Task prompt: Return only the stretch of the material below that begins with the line containing "Target: black belly patch" and ends with the line containing "Target: pelican long beak", exactly; both of those lines belong to it.
══ Raw data
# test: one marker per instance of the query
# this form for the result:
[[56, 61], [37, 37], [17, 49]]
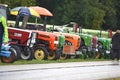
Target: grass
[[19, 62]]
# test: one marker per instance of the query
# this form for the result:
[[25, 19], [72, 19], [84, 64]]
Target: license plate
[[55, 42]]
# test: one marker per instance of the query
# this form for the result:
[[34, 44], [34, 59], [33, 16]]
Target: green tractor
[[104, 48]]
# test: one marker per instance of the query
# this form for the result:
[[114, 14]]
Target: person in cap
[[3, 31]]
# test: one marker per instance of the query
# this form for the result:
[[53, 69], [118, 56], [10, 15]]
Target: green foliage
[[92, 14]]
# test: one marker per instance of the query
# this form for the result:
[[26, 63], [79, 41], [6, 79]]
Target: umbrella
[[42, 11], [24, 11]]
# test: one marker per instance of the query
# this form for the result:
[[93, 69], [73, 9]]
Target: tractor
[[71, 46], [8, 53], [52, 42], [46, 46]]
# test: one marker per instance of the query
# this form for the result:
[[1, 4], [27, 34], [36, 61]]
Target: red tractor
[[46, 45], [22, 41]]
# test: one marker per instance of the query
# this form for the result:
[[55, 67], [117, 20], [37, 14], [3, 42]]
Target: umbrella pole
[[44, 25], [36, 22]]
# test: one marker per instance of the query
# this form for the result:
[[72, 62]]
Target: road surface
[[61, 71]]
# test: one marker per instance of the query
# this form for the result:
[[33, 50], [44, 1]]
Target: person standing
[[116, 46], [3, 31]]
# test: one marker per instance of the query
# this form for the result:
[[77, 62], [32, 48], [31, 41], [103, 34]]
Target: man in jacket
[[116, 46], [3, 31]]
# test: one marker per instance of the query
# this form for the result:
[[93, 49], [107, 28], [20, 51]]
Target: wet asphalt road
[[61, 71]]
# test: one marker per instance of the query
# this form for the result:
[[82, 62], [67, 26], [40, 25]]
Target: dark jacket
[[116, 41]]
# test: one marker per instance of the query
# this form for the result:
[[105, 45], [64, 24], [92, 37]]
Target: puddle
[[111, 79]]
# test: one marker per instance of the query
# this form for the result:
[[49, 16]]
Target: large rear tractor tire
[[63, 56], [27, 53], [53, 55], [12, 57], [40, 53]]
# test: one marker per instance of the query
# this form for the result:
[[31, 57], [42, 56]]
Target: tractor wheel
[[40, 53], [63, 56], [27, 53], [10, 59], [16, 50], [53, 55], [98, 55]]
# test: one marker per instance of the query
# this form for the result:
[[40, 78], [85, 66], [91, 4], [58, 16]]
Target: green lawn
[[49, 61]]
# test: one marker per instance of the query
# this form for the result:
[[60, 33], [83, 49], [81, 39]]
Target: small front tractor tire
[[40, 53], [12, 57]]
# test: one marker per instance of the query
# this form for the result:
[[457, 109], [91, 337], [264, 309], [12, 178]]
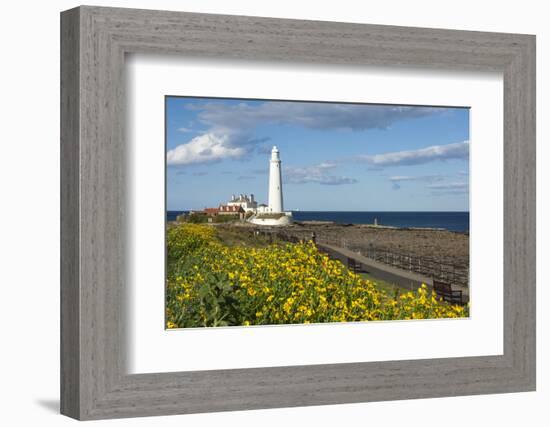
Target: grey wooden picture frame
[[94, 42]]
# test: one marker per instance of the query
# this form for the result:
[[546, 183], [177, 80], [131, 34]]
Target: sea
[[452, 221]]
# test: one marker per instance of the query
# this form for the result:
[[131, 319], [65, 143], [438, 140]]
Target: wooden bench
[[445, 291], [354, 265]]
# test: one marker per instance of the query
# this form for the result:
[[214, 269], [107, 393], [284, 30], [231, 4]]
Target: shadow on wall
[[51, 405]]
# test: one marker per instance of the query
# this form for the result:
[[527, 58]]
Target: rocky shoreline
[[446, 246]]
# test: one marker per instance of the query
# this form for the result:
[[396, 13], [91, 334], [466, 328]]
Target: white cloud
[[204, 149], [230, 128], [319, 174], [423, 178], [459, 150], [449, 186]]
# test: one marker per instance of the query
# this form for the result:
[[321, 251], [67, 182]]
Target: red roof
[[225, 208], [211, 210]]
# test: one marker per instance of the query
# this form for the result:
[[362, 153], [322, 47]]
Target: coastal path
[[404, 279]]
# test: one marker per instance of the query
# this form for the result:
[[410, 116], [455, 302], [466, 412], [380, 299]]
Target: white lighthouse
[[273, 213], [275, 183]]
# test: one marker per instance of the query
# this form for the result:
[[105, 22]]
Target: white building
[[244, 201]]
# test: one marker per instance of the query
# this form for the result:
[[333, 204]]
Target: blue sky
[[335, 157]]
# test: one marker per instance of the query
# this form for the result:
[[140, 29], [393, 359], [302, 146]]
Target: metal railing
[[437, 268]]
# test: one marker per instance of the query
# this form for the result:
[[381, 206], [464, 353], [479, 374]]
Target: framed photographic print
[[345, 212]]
════
══ Raw data
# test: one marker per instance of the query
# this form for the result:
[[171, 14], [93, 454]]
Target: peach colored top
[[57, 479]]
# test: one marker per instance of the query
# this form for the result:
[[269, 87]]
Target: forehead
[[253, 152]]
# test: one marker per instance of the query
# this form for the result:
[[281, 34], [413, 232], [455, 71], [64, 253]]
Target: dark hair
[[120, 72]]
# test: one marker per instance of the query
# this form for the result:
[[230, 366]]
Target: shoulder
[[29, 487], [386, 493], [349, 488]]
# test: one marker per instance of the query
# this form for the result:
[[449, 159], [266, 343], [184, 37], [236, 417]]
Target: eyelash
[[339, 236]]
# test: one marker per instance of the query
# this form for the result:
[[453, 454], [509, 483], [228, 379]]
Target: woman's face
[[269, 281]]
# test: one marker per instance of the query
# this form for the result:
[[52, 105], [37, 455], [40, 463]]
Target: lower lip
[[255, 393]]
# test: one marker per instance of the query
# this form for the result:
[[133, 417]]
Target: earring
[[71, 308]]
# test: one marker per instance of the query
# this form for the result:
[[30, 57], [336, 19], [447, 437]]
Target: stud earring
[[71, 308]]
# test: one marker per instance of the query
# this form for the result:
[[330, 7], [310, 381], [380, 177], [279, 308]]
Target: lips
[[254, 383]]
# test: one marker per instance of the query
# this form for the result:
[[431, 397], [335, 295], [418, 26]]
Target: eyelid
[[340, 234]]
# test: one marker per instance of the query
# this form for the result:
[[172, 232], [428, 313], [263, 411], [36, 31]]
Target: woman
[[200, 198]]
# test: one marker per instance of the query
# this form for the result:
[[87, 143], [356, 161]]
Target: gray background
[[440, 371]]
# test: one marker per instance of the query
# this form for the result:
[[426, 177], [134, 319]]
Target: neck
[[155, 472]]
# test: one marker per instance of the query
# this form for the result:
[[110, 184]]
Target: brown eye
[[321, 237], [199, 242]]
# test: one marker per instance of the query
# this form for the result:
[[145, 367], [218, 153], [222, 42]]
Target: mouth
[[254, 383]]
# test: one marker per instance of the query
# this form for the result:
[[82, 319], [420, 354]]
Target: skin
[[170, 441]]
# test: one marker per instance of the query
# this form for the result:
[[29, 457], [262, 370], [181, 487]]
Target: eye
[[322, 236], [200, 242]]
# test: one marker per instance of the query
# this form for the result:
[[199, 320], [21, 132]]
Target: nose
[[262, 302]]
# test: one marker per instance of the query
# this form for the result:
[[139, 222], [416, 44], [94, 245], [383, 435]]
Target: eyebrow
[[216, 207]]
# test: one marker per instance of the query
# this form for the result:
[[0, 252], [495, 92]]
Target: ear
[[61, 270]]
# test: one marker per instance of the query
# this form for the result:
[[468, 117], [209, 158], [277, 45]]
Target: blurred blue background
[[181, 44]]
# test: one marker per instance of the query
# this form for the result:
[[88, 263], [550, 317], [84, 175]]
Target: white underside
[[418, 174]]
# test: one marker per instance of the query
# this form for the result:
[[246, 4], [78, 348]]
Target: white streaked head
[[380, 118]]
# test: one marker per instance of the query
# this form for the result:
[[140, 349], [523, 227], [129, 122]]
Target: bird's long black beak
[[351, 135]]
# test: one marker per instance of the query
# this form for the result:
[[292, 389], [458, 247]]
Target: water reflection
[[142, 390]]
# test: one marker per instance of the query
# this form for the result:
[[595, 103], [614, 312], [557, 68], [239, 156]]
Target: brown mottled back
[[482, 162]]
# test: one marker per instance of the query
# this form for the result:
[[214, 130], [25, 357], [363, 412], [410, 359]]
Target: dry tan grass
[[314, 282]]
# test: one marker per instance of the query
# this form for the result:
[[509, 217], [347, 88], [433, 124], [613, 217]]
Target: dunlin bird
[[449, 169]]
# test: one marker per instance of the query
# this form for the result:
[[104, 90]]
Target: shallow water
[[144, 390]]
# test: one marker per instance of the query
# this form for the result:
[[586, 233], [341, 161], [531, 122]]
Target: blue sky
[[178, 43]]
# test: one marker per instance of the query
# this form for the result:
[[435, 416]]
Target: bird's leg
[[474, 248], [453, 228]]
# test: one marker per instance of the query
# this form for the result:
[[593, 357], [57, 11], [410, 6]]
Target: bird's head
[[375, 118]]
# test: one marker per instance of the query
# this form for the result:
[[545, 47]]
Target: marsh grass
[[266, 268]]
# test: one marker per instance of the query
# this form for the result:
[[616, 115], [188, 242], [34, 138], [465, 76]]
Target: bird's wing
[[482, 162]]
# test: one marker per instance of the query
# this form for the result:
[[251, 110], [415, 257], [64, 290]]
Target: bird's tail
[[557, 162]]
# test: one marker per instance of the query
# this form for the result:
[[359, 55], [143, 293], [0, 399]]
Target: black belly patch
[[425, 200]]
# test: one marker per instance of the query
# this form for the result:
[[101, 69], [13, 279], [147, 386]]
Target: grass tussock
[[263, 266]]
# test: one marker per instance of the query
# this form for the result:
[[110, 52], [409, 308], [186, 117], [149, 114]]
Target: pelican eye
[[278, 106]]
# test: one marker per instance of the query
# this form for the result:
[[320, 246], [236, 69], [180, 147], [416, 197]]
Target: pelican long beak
════
Answer to the exercise:
Target: black belly patch
[[425, 200]]
# test: one marker per instance of the query
# this form for the result:
[[101, 69], [13, 279], [147, 386]]
Target: grass tussock
[[263, 266]]
# test: one marker per instance of the query
# this form for the result:
[[110, 52], [409, 308], [186, 117], [149, 114]]
Target: pelican eye
[[278, 106]]
# test: one marker per instance of the query
# this form for the result:
[[320, 246], [236, 69], [180, 147], [416, 197]]
Target: pelican long beak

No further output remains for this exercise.